* _Exercice écrit A_
Quelles instances ont organisé la conférence internationale dont parle le texte ci-dessous ?
::::::::
Le Maroc a plaidé, lundi, pour un nouveau partenariat gagnant-gagnant entre l’Union européenne (UE) et le continent africain, au moment où la France prend pour six mois la présidence tournante du Conseil de l’UE.
«Il est nécessaire de définir ensemble un pacte commercial et industriel commun basé sur les atouts de l’Europe en tant que puissance industrielle renouvelée et innovante et l’Afrique qui offre des relais de compétitivité décarbonnée en termes de production, d’innovation et de services », a affirmé le ministre de l’Industrie et du Commerce, Ryad Mezzour, dans une intervention par vidéo, à l’ouverture d’une conférence internationale sur le thème « Relations commerciales Union européenne-Afrique : vers de nouveaux partenariats », tenue lundi sous format hybride à Paris et qui a donné le coup d’envoi de la présidence française du Conseil de l’UE.
Organisée par la Direction générale du Trésor rattachée à Bercy, et le Quai d’Orsay, cette conférence internationale vise à mettre en valeur le partenariat européen avec l’Afrique en matière de commerce et d’investissement, à quelques semaines du sommet UA-UE voulu par le Président Emmanuel Macron dans le cadre de la présidence française du Conseil de l’UE.
::::::::
* _Exercice écrit B_
Repérez, s'il vous plaît, toutes les lignes des enregistrements ci-dessous où figure le mot « white », et recopiez-les. La casse compte.

Enregistrements conservés
::::::::
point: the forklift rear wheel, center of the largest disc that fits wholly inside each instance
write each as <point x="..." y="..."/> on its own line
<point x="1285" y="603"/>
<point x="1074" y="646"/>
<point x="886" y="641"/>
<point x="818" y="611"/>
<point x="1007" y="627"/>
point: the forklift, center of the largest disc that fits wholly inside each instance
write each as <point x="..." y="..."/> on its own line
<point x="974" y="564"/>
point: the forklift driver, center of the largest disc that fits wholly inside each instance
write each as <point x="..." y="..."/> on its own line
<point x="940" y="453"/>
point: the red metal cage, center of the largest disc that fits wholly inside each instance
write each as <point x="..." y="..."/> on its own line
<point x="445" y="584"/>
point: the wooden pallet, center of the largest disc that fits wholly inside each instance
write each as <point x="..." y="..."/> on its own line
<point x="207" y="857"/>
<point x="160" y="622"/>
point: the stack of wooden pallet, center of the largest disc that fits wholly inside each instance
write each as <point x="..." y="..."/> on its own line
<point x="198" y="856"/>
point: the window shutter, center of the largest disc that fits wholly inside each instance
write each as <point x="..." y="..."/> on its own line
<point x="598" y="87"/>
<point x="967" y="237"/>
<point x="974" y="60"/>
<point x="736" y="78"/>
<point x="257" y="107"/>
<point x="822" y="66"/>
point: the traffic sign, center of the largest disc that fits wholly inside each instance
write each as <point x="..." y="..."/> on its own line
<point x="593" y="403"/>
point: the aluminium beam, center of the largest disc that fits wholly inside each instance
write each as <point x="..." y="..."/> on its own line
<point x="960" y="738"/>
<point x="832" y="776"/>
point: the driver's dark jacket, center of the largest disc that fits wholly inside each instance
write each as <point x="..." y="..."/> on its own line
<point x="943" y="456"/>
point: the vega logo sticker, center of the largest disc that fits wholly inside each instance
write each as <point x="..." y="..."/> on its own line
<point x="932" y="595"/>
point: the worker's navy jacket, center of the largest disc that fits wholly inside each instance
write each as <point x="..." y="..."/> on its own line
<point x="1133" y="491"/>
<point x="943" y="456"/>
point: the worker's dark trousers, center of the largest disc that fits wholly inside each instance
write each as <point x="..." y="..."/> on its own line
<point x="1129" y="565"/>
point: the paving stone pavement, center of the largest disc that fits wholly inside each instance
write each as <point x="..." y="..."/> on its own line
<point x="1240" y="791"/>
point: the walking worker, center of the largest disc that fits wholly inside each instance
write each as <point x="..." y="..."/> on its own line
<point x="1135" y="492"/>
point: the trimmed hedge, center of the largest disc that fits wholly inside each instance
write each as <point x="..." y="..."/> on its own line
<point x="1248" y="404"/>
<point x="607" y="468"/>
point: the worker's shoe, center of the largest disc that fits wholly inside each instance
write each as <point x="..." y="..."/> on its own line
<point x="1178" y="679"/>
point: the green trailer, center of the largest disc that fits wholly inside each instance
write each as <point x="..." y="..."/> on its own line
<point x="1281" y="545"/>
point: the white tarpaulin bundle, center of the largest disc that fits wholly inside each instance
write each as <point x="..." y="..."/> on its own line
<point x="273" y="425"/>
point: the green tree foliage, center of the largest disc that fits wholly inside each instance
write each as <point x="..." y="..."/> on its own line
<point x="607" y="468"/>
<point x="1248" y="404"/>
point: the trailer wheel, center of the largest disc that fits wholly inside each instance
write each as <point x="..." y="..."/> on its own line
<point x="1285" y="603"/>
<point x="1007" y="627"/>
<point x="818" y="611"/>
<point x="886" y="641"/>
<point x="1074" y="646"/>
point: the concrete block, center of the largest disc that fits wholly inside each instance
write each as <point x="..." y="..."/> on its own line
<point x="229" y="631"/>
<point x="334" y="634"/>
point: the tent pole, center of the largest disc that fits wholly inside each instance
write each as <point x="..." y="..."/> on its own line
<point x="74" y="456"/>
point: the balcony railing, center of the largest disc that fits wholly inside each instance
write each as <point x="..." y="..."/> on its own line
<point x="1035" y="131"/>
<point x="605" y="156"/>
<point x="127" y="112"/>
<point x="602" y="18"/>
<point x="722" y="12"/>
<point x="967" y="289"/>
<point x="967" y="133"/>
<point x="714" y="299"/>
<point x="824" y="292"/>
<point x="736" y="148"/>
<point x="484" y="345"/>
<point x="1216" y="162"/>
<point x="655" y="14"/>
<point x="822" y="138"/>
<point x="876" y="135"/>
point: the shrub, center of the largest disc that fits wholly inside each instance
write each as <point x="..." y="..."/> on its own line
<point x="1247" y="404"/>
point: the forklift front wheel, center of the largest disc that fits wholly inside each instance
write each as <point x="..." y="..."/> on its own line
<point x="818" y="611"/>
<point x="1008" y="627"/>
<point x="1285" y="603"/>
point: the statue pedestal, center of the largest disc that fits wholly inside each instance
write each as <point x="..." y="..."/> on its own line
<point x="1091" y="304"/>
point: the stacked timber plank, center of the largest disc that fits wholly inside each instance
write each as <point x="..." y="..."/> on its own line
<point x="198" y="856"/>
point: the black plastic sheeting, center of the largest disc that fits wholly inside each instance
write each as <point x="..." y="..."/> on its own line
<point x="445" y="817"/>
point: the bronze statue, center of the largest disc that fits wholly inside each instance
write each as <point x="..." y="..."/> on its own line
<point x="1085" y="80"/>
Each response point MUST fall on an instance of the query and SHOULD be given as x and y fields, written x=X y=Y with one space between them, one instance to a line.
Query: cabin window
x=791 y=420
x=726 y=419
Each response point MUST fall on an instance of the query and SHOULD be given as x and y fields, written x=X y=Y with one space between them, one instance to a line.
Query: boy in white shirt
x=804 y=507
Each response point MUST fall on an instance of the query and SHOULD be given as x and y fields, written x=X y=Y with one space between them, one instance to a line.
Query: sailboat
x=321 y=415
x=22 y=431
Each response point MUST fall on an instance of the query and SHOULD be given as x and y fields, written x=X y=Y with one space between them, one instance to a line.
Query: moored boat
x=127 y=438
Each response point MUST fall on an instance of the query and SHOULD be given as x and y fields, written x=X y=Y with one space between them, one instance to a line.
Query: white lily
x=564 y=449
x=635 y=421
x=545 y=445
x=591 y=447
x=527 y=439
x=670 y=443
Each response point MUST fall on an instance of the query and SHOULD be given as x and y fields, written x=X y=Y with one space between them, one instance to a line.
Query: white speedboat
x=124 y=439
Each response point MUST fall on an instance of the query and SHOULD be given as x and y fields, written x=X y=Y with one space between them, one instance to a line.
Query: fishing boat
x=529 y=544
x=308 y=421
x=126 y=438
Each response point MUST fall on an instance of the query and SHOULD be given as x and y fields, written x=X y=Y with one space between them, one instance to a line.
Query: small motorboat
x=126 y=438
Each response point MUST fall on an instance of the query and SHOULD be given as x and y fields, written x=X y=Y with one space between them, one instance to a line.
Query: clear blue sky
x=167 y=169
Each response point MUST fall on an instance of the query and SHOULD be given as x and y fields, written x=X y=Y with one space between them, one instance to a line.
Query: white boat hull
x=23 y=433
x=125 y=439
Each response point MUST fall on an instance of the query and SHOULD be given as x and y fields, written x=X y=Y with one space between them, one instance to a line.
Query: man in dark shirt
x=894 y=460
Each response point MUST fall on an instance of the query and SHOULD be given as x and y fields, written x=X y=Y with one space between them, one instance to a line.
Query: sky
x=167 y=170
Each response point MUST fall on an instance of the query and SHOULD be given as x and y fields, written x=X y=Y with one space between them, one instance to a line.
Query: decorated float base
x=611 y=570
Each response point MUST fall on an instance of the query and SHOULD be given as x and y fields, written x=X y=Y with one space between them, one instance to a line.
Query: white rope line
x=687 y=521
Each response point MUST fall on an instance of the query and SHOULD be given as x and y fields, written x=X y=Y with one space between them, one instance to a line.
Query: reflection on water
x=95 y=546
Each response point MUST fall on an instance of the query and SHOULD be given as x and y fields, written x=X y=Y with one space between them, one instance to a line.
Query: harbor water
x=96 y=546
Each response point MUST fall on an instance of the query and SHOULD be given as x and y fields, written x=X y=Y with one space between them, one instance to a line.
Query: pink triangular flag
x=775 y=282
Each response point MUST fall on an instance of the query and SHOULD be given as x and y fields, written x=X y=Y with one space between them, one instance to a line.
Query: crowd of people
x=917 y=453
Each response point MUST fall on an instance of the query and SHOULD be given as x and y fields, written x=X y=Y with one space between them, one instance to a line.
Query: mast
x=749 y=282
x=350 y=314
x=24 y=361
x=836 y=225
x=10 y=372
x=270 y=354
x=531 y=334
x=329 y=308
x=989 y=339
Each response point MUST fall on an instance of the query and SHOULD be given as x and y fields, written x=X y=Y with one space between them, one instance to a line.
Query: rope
::::::::
* _Corrigé détaillé A_
La Direction générale du Trésor rattachée à Bercy et le Quai d'Orsay.

* _Corrigé détaillé B_
point: the white tarpaulin bundle, center of the largest disc that fits wholly inside each instance
Query: boy in white shirt
Query: white lily
Query: white speedboat
Query: white boat hull
Query: white rope line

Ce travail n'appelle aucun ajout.